- [Work request] Let your answer be the line containing "Point out the tissue" and every line below it to the end of the records, copied exactly.

- [Input material]
* * *
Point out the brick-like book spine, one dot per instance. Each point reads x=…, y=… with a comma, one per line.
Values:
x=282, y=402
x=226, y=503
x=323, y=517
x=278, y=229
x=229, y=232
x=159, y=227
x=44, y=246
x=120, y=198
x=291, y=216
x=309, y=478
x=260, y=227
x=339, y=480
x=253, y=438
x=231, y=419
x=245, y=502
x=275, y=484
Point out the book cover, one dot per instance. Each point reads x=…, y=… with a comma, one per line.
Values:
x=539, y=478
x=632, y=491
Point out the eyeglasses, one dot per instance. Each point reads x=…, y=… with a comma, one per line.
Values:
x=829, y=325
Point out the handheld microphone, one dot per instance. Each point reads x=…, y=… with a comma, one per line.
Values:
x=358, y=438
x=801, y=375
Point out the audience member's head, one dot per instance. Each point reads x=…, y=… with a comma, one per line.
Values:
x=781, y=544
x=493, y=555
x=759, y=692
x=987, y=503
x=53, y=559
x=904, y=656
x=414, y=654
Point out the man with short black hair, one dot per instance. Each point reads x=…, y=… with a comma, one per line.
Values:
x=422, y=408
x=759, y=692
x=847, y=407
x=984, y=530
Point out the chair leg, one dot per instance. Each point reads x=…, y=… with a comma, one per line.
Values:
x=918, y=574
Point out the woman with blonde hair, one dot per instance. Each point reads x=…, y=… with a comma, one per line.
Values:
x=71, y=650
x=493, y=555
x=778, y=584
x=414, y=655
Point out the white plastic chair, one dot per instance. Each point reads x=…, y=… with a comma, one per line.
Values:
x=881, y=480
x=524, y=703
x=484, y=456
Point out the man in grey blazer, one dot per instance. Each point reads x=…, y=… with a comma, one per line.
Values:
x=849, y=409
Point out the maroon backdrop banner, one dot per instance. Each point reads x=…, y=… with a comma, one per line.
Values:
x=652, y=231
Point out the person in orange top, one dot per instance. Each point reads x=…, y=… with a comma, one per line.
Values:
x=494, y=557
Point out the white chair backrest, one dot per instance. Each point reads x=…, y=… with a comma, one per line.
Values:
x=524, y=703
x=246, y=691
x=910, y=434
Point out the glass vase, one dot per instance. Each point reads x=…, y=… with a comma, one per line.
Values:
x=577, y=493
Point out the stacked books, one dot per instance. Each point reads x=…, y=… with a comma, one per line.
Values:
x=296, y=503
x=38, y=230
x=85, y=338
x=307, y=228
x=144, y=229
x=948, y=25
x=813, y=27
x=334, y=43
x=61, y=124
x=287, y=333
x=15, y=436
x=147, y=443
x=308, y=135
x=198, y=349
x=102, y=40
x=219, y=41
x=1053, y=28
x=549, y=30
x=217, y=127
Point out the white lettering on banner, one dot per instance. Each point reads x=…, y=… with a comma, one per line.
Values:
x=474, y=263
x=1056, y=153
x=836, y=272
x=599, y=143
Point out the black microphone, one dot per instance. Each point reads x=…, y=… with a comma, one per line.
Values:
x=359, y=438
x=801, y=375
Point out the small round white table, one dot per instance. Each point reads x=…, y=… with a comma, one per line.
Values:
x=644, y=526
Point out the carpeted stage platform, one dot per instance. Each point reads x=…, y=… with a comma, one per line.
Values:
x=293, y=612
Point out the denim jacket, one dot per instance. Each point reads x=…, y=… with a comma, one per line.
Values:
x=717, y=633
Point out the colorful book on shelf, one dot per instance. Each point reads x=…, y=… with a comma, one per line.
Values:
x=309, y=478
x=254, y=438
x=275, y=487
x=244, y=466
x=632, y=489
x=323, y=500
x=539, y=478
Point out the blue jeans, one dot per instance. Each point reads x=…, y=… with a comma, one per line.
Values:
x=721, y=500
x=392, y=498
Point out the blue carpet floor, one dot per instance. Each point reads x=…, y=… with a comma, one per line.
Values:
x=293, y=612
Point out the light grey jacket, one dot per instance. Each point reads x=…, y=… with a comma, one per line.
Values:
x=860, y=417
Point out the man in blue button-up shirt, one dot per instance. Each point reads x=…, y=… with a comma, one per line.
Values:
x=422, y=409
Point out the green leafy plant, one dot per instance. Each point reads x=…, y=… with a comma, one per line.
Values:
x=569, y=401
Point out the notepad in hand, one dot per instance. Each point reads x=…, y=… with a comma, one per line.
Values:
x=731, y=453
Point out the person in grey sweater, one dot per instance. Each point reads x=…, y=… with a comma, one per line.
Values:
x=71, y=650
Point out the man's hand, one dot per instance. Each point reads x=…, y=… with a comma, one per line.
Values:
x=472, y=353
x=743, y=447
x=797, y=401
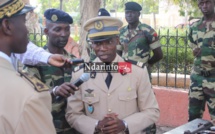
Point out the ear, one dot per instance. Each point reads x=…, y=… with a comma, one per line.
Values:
x=7, y=27
x=46, y=31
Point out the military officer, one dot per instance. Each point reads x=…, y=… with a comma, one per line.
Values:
x=111, y=102
x=202, y=41
x=138, y=39
x=25, y=101
x=57, y=78
x=91, y=53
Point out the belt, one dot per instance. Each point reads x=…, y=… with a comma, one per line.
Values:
x=204, y=72
x=138, y=63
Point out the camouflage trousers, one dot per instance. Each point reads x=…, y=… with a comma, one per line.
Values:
x=202, y=91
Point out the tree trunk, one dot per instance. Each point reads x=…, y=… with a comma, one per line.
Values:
x=88, y=9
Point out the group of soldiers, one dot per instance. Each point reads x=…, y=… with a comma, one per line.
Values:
x=124, y=104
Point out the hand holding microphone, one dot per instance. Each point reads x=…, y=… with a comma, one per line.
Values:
x=69, y=88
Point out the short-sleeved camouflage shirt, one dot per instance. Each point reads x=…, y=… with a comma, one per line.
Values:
x=202, y=35
x=55, y=76
x=136, y=44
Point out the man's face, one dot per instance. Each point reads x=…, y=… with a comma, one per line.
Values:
x=19, y=36
x=105, y=50
x=132, y=16
x=58, y=34
x=206, y=6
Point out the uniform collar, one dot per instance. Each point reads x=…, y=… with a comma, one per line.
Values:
x=5, y=56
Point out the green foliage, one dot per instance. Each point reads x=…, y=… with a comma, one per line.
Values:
x=189, y=6
x=177, y=55
x=149, y=6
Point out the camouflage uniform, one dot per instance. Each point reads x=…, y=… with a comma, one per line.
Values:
x=54, y=76
x=136, y=45
x=202, y=87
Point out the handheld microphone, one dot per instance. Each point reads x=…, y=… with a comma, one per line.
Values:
x=77, y=61
x=84, y=77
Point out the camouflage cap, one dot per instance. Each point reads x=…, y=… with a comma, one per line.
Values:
x=103, y=12
x=133, y=6
x=58, y=16
x=102, y=27
x=11, y=8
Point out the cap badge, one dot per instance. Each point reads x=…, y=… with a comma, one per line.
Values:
x=98, y=25
x=54, y=18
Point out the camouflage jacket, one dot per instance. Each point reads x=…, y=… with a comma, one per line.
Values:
x=137, y=44
x=202, y=36
x=55, y=76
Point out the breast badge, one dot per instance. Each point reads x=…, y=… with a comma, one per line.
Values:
x=90, y=108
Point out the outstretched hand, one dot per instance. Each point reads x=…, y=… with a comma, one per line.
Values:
x=58, y=60
x=111, y=124
x=66, y=89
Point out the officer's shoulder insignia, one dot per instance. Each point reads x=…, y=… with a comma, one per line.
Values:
x=93, y=75
x=54, y=17
x=98, y=25
x=89, y=91
x=38, y=85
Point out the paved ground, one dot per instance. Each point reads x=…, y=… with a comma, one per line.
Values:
x=162, y=129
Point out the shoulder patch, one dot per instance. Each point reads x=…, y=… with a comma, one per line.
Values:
x=38, y=85
x=78, y=68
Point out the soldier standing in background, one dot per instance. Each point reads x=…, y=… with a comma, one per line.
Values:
x=25, y=103
x=202, y=39
x=57, y=78
x=137, y=40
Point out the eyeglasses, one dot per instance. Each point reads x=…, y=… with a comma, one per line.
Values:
x=106, y=43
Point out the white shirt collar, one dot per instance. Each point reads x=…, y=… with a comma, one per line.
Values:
x=5, y=56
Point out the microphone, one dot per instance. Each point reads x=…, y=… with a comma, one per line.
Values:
x=77, y=61
x=84, y=77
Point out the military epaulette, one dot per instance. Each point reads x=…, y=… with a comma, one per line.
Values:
x=38, y=85
x=78, y=68
x=137, y=63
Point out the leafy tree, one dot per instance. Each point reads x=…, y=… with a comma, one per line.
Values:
x=149, y=6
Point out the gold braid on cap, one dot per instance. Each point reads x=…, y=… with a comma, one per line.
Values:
x=11, y=8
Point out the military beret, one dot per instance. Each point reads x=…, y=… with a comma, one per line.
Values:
x=56, y=16
x=133, y=6
x=102, y=27
x=103, y=12
x=10, y=8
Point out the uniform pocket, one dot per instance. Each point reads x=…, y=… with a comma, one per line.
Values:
x=128, y=103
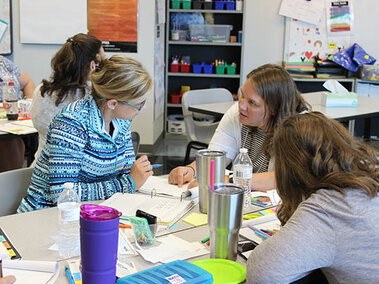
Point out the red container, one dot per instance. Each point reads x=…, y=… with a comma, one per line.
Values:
x=185, y=68
x=174, y=67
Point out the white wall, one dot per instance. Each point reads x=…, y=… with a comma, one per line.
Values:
x=264, y=31
x=35, y=60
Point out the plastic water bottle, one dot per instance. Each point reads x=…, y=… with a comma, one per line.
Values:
x=242, y=174
x=69, y=210
x=10, y=98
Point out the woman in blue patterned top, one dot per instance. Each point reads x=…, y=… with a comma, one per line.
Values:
x=89, y=142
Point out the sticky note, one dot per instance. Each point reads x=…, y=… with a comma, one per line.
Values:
x=11, y=253
x=196, y=219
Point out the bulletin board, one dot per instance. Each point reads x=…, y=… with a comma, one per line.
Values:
x=5, y=27
x=304, y=41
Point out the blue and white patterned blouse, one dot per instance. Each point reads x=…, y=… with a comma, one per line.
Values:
x=8, y=68
x=79, y=150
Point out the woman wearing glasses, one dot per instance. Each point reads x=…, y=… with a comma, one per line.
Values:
x=69, y=81
x=268, y=96
x=89, y=142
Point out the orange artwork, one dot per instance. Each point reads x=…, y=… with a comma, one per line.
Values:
x=113, y=21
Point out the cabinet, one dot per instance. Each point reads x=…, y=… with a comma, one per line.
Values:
x=199, y=51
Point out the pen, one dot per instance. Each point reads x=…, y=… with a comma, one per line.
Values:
x=205, y=240
x=68, y=274
x=153, y=165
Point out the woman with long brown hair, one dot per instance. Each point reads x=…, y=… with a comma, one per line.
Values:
x=328, y=183
x=267, y=97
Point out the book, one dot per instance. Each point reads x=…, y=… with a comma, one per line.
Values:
x=32, y=272
x=168, y=210
x=159, y=186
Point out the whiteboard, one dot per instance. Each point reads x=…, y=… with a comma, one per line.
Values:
x=51, y=21
x=5, y=27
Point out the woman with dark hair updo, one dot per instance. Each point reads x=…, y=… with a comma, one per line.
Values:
x=69, y=81
x=329, y=211
x=89, y=142
x=268, y=96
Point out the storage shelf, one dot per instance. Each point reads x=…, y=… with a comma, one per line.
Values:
x=183, y=42
x=237, y=76
x=205, y=11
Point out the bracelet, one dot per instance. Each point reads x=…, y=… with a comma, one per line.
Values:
x=194, y=171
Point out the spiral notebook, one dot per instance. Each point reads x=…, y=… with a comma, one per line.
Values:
x=168, y=210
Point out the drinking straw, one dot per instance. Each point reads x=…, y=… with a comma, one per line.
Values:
x=212, y=175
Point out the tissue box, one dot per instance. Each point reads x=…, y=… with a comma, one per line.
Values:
x=340, y=99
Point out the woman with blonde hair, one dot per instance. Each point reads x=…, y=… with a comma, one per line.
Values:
x=89, y=142
x=69, y=81
x=328, y=183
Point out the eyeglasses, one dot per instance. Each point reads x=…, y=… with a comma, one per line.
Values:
x=137, y=107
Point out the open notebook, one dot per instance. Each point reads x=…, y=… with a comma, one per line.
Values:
x=159, y=186
x=168, y=210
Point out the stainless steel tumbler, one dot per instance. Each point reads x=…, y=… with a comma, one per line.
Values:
x=203, y=170
x=225, y=219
* * *
- [Exercise result]
Point out the tissue box, one dot per instance. Each point reads x=…, y=… with a comma, one per line.
Values:
x=340, y=99
Point out the woman with blonde hair, one dot per instance. Each point reads x=…, y=… with a comma, one per line.
Values:
x=89, y=142
x=69, y=81
x=328, y=183
Point out the eyeglasses, one dot per instance. Each point reads x=…, y=… with a comma, one per line.
Values:
x=137, y=107
Point out the open notebook, one dot per instance. Each point reads x=…, y=… with a comma, one per line.
Values:
x=159, y=186
x=168, y=210
Point out the stainless steel tumbler, one dot per instance. Each point reads x=…, y=… with a comma, one per line.
Values:
x=203, y=170
x=225, y=219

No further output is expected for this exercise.